Can you show every line of the entries below that contains the string "curb"? Match case exactly.

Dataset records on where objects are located
══════════════════════════════

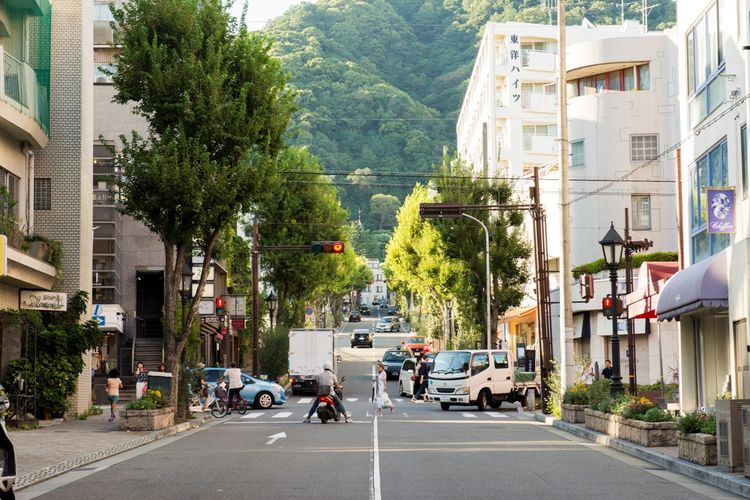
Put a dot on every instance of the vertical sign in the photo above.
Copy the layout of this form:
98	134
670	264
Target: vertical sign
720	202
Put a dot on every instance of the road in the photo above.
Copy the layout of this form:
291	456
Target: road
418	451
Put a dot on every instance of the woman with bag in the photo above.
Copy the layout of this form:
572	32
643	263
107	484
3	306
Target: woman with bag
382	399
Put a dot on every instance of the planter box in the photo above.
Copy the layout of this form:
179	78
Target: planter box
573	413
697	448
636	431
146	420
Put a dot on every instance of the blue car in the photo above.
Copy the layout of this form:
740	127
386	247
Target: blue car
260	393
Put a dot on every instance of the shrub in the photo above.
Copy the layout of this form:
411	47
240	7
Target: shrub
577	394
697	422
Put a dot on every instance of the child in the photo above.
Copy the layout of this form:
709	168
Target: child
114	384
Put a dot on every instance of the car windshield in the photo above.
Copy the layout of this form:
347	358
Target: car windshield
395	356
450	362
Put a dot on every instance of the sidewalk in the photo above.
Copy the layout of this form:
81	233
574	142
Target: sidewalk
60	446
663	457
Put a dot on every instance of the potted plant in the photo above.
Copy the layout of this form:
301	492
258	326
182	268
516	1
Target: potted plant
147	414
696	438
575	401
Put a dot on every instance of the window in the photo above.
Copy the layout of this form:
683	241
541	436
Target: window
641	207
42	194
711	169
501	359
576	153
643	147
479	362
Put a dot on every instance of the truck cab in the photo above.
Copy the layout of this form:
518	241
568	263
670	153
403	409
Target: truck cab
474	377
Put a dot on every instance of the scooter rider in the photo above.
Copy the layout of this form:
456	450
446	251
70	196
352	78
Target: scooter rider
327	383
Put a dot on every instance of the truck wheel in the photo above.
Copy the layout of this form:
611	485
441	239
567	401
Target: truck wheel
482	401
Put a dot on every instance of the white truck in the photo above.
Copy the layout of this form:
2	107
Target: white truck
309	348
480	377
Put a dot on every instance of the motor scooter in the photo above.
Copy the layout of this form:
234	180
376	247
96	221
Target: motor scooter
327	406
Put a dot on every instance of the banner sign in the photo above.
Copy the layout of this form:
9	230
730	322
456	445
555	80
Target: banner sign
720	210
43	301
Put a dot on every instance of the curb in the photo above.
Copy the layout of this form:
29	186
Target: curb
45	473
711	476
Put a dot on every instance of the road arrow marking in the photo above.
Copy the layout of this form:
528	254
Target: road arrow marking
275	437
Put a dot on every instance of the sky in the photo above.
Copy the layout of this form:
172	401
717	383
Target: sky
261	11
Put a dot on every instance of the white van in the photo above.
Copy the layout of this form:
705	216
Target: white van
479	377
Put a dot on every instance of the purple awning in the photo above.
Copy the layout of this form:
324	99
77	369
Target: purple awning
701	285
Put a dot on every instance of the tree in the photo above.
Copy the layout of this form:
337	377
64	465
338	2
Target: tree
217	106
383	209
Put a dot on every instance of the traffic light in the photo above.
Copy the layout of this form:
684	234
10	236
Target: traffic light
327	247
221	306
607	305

══════════════════════════════

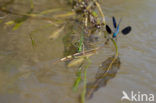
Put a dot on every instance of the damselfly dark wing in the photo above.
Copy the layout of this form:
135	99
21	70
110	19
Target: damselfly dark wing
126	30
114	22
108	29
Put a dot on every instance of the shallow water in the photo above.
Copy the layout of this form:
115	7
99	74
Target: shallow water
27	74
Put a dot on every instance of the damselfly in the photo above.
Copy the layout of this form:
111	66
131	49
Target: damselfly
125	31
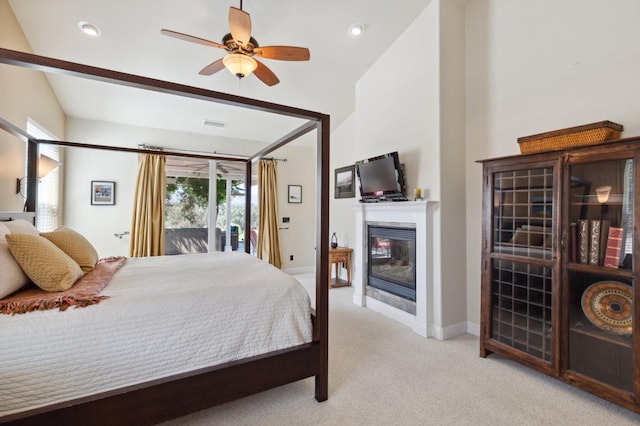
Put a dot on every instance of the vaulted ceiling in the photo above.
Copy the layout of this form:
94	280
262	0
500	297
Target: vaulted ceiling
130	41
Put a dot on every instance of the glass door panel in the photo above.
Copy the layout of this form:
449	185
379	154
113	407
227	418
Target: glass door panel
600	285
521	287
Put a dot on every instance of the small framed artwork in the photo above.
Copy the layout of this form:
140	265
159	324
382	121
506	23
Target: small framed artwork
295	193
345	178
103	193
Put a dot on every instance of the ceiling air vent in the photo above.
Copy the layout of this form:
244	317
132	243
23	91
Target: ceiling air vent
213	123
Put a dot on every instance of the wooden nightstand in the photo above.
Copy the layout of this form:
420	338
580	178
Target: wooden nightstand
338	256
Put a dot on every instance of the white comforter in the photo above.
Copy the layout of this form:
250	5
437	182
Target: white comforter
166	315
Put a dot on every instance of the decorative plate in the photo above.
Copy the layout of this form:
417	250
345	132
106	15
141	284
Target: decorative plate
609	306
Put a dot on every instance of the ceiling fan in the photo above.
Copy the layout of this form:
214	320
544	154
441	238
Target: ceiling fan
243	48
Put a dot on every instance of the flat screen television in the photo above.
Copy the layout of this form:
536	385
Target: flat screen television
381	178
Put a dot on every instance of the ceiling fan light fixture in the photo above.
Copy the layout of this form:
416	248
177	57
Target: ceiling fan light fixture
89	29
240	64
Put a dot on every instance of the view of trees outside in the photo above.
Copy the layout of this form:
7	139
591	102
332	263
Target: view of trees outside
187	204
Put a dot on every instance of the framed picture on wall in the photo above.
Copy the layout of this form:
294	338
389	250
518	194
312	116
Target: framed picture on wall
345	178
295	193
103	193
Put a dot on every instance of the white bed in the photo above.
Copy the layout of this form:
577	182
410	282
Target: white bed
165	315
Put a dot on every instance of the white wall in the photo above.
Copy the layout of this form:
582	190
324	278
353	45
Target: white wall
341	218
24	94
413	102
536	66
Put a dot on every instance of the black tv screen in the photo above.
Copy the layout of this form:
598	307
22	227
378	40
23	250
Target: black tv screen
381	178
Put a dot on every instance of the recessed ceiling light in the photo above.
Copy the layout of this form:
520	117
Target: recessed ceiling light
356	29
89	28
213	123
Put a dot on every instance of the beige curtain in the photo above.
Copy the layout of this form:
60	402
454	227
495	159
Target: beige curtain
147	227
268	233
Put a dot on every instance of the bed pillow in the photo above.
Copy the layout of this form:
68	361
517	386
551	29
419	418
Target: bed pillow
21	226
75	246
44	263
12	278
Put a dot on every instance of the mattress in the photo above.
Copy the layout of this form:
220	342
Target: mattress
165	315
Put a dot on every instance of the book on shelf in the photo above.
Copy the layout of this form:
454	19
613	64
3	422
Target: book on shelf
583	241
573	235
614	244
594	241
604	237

══════════════════════════════

● **SOLUTION TO THE PROBLEM**
Put a dot on every instance of the curb in the photo above.
Target: curb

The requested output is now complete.